Extract to read:

Of all the disturbing and even silly things that have been said in defense of the deal between the Vatican and China reportedly being negotiated, the most offensive is that critics of this proposed arrangement to regularize Catholic life in the PRC don’t understand that the Cold War is over and the world is in a new situation.
This is preposterous. Of course we critics know the Cold War of 1945–1991 is over — and we remember that those alleging we don’t know that weren’t much help in winning it. We also know that, whatever else may change in world politics, the character of totalitarian governments doesn’t, and we know that it’s a fool’s errand to pretend that a Communist regime will honor any pledges it makes. Moreover, we know what the critics’ critics refuse to acknowledge, and indeed deny despite overwhelming evidence: namely, that the last Vatican effort to make deals with Communist states, the so-called Ostpolitik of the late 1960s and 1970s, was a colossal failure. Most of all, we critics fear that deal-making with the current regime in China will weaken the evangelical mission of the Catholic Church by identifying a kowtowing Vatican with a Communist government that systematically and brutally violates the human rights of its people.
Since this controversy broke out into public view several months ago, numerous facts that ought to give Vatican officials pause, but seem not to, have come to light:
• China has doubled down on the cult of personality and essentially unchecked power of Communist Party leader and president XI Jinping, who is now de facto ruler-for-life.

(Stored data entries)

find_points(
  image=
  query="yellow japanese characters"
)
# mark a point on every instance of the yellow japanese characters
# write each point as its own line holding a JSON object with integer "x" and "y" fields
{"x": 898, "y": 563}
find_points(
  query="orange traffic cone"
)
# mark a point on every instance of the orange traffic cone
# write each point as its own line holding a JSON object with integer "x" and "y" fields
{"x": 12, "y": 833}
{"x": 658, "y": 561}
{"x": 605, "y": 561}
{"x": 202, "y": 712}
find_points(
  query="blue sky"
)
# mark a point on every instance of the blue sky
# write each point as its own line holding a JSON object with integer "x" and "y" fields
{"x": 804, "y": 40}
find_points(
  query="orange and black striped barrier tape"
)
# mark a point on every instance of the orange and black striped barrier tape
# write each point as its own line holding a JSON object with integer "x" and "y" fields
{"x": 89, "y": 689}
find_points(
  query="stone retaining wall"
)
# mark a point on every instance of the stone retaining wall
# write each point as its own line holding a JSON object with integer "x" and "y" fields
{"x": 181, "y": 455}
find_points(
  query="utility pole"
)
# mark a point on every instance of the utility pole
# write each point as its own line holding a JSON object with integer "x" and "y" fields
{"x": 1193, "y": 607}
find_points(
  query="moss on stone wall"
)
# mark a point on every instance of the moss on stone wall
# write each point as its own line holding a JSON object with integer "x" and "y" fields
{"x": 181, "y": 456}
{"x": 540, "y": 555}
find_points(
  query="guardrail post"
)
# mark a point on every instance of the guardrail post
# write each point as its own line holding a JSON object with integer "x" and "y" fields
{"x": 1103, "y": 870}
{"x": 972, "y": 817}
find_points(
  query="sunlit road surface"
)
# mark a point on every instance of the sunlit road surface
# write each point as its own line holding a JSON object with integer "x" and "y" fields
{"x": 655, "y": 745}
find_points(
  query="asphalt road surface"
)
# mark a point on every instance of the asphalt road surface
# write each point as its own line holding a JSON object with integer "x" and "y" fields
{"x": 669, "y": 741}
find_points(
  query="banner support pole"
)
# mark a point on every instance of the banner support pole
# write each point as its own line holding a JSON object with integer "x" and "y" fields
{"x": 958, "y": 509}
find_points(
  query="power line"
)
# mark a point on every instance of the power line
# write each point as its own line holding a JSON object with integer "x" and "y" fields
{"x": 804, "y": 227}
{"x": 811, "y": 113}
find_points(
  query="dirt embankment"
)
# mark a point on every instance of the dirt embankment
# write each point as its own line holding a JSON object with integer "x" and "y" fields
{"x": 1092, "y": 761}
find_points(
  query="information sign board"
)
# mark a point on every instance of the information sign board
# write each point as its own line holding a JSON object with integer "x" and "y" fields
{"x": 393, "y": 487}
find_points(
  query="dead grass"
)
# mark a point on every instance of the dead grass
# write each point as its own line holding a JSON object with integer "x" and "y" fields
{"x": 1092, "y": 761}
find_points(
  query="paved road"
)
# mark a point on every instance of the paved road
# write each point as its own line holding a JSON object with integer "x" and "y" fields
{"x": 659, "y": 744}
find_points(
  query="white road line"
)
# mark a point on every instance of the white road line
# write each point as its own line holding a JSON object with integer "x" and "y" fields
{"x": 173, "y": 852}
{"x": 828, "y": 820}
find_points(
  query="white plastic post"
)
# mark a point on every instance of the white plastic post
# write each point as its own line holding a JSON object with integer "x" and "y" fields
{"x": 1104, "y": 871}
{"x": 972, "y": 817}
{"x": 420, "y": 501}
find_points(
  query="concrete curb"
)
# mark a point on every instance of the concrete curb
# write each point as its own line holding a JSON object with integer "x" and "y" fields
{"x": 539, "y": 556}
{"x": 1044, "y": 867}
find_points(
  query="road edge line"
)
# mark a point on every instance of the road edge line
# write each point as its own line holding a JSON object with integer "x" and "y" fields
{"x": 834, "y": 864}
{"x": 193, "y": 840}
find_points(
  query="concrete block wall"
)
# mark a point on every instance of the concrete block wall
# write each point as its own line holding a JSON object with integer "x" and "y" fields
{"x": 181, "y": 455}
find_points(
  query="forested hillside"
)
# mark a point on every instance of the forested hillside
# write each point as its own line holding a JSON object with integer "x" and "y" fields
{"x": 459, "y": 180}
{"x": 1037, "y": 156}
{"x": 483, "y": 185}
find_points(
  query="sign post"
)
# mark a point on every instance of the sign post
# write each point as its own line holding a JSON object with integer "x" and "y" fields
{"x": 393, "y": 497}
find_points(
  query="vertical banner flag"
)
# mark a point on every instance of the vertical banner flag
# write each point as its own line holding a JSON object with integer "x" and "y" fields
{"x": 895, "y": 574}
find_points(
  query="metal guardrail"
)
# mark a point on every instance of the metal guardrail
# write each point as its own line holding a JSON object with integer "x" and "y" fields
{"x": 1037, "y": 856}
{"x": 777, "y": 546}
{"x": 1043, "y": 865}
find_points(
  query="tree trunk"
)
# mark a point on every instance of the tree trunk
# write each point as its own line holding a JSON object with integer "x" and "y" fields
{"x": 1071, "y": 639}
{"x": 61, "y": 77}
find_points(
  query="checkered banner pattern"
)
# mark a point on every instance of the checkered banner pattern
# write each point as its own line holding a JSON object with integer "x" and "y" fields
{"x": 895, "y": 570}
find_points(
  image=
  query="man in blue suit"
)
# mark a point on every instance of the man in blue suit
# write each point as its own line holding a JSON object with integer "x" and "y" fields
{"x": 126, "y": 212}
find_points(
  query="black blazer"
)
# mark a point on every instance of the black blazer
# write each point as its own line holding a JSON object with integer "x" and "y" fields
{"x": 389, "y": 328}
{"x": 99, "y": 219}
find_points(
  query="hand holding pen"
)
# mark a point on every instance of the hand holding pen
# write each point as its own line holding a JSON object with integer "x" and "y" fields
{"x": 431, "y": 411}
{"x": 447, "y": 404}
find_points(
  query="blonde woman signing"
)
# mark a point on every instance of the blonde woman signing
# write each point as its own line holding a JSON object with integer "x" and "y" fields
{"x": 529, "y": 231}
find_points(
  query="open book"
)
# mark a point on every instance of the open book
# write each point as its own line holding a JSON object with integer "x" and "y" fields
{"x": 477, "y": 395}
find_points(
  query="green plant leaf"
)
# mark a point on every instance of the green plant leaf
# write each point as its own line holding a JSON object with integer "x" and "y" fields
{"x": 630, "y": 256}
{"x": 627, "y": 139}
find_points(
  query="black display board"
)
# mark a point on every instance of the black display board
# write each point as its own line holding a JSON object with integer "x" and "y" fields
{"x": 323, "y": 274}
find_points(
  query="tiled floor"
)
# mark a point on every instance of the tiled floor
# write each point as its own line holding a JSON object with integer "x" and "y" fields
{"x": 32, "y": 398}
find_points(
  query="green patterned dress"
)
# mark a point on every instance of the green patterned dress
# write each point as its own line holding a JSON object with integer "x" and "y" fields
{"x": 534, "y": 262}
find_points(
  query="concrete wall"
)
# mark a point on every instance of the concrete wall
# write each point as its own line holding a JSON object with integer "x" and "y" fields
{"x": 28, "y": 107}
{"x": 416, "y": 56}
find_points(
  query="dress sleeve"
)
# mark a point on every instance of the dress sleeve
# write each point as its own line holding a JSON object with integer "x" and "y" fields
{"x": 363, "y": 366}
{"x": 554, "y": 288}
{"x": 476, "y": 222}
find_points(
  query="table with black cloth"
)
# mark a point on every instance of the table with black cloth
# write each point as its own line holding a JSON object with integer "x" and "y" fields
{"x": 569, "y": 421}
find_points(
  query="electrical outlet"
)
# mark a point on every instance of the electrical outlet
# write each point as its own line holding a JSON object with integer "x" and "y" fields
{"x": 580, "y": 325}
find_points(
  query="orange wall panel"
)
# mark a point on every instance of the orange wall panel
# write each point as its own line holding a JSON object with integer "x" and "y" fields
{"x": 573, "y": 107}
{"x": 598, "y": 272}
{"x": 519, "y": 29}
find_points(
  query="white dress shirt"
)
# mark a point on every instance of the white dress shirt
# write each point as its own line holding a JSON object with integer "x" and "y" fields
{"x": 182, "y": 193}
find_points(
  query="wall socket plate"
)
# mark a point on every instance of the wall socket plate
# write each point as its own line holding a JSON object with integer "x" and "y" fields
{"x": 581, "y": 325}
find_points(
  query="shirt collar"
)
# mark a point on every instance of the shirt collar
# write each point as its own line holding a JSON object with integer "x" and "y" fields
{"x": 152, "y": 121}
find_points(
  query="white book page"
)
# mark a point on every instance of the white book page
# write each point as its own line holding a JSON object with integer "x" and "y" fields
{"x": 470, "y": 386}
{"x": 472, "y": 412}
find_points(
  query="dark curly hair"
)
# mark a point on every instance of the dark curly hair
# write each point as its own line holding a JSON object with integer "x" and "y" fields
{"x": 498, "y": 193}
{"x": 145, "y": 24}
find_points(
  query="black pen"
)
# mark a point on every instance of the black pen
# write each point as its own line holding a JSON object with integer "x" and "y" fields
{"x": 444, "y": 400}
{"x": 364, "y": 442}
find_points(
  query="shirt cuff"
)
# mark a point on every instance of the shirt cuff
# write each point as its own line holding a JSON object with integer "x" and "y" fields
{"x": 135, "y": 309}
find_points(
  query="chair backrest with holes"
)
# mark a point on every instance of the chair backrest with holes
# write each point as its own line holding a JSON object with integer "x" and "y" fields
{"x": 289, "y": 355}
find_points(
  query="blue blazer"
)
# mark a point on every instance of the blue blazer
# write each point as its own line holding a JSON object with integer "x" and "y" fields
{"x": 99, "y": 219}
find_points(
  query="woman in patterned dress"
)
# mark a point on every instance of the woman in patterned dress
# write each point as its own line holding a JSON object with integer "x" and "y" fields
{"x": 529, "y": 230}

Stated goal 1:
Answer these questions about the text on the Vatican and China, one per line:
(a) What span of years does it give for the Cold War?
(b) What name does it give to the last Vatican effort to make deals with Communist states?
(c) How long ago does it say the controversy broke out into public view?
Stated goal 2:
Find every line in the rows that contains the string "holes", matching case exactly, and copy each of those lines.

Worked answer 1:
(a) 1945–1991
(b) The Ostpolitik of the late 1960s and 1970s
(c) Several months ago

Worked answer 2:
  query="chair backrest with holes"
# mark a point on every instance of the chair backrest with holes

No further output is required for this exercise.